> **Data lines**:
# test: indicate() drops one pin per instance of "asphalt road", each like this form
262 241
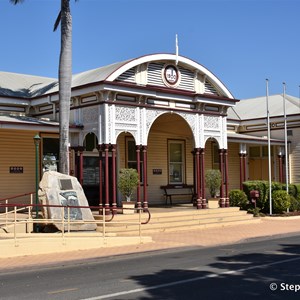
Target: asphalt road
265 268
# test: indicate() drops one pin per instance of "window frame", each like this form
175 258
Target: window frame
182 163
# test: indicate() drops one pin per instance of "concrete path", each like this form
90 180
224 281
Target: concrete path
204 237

--

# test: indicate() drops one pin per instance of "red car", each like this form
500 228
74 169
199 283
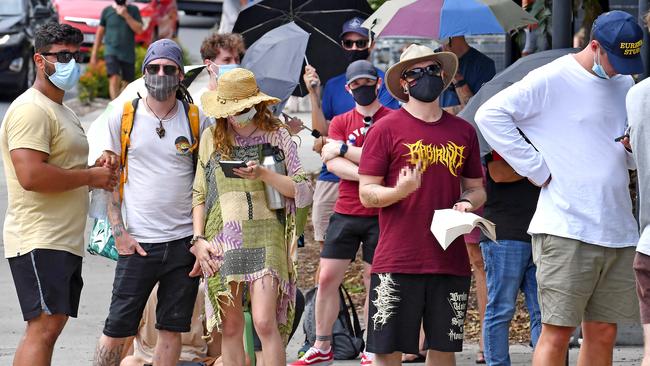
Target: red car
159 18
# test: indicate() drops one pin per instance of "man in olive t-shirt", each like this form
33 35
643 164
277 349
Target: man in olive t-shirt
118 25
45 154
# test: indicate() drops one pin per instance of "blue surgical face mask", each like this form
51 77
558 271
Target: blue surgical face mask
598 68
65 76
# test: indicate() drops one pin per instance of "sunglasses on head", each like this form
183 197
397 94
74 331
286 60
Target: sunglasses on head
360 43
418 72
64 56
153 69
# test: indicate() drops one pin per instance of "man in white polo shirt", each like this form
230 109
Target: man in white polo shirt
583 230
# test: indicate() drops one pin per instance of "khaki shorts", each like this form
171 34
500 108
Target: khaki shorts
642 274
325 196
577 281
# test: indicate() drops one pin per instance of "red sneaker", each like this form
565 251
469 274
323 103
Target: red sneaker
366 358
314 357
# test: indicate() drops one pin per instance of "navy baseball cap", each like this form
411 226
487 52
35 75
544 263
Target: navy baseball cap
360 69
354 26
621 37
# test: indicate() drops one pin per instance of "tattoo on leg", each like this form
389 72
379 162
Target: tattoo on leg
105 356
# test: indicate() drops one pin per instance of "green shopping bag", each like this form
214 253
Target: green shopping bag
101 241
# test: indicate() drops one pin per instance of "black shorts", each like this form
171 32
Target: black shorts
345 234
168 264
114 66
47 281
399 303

> **Work instructions**: Extract every line of the records that contains the string "road", treating uppercase and lowercase as distinct.

> **Expected answer**:
# test: indicate() drops one pin per instance of "asphalt road", each like this form
Target: asphalt road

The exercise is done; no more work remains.